━━━━━ PAGE

Le contenu, c’est vous
Bien entendu, le plus important, c’est le contenu, c’est ce qu’on a à transmettre. Il ne suffit pas d’avoir une belle image. Le plus important, c’est d’avoir quelque chose à raconter. Et cela, chaque association l’a! « Chaque association a un message à faire passer. D’une manière ou d’une autre, l’activité que vous menez, la mission et les valeurs que vous portez sont des éléments dans lesquels vous pouvez aller puiser pour construire et alimenter votre communication. Après, les outils numériques constituent une opportunité sans précédent de s’adresser de façon rapide et ciblée à tous ces publics, à condition de bien les connaître. Et pour bien le connaître, il faut aller à sa rencontre. Nous préparons actuellement une campagne en direction des jeunes ados qui touche aux violences sexuelles et au viol. Dans ce cas, il est évident qu’une affiche aurait peu d’impact. En l’occurrence ici, nous réfléchissons à un mécanisme qui nous permette par le biais des réseaux sociaux de toucher une catégorie précise de la population : les jeunes adolescents masculins. A cet âge où on s’interroge déjà sur
sa propre sexualité, nous abordons ces questions afin qu’ils comprennent de quoi on parle. Et pour cela nous allons à la rencontre de groupes de jeunes adolescents et on leur demande comment ils voient les choses. Cette rencontre est la condition qui rend le projet intéressant et pertinent. »

━━━━━━━━━━
━━━━━ JEU DE DONNÉES

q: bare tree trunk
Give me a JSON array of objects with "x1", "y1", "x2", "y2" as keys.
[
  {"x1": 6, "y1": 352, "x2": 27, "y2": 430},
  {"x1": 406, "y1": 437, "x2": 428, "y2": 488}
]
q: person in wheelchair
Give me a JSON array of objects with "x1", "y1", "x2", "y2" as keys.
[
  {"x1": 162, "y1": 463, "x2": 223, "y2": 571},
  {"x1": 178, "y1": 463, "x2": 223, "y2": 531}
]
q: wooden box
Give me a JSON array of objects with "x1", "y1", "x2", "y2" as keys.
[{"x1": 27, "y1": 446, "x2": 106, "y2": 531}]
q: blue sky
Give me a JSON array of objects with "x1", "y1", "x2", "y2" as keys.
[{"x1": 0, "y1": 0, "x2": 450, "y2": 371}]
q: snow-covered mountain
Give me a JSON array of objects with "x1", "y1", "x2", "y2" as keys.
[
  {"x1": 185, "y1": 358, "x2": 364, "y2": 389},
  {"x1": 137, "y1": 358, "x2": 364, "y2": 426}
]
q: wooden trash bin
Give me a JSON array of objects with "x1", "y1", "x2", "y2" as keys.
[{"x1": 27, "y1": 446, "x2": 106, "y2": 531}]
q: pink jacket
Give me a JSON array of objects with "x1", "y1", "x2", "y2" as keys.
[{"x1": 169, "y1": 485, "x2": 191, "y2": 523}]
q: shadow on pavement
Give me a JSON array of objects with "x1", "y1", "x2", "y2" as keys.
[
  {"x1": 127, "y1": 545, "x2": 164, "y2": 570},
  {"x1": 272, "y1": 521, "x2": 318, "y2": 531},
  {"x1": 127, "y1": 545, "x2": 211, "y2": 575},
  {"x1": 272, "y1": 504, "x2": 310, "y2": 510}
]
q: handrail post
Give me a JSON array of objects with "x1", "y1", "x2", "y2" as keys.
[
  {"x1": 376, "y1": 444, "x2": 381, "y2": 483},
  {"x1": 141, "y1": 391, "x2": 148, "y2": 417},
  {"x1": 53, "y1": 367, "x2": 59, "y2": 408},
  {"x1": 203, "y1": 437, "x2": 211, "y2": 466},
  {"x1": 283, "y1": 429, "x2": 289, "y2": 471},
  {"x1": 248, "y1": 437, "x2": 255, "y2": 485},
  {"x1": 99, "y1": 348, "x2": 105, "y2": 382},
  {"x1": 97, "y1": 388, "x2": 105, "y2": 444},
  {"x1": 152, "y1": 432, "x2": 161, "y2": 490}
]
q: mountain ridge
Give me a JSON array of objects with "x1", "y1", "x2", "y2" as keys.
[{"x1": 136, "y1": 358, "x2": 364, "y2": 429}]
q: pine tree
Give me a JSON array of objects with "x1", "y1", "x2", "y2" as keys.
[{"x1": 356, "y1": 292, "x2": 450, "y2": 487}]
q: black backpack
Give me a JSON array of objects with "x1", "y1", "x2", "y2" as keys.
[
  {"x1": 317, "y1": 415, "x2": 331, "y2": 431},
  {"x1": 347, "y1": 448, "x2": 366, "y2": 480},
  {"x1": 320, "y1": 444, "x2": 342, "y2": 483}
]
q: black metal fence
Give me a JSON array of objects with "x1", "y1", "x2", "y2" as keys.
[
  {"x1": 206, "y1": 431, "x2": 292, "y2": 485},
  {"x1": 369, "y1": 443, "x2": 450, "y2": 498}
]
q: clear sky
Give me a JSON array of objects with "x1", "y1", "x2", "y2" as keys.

━━━━━━━━━━

* [ACTIONS DEMANDÉES]
(a) Répondez à ces questions sur la page :
(i) Qu'est-ce qui compte le plus, davantage qu'une belle image ?
(ii) Quelle catégorie précise de la population la campagne en préparation cherche-t-elle à toucher par les réseaux sociaux ?
(iii) Qu'est-ce qui rend le projet intéressant et pertinent ?
(b) Dites si chaque affirmation concorde avec la page. Répondez par oui ou non, puis citez les mots décisifs :
(i) Pour la campagne sur les violences sexuelles, une affiche aurait peu d'impact.
(ii) Seules certaines associations ont un message à faire passer.
(iii) Les outils numériques permettent de s'adresser aux publics de façon lente et générale.
Appuyez-vous uniquement sur la page pour répondre.

* [RÉPONSES RÉDIGÉES]
(a)
(i) Le contenu, c'est-à-dire ce qu'on a à transmettre.
(ii) Les jeunes adolescents masculins.
(iii) La rencontre avec des groupes de jeunes adolescents.

(b)
(i) Oui : « Dans ce cas, il est évident qu’une affiche aurait peu d’impact. »
(ii) Non : « Chaque association a un message à faire passer. »
(iii) Non : « de s’adresser de façon rapide et ciblée à tous ces publics »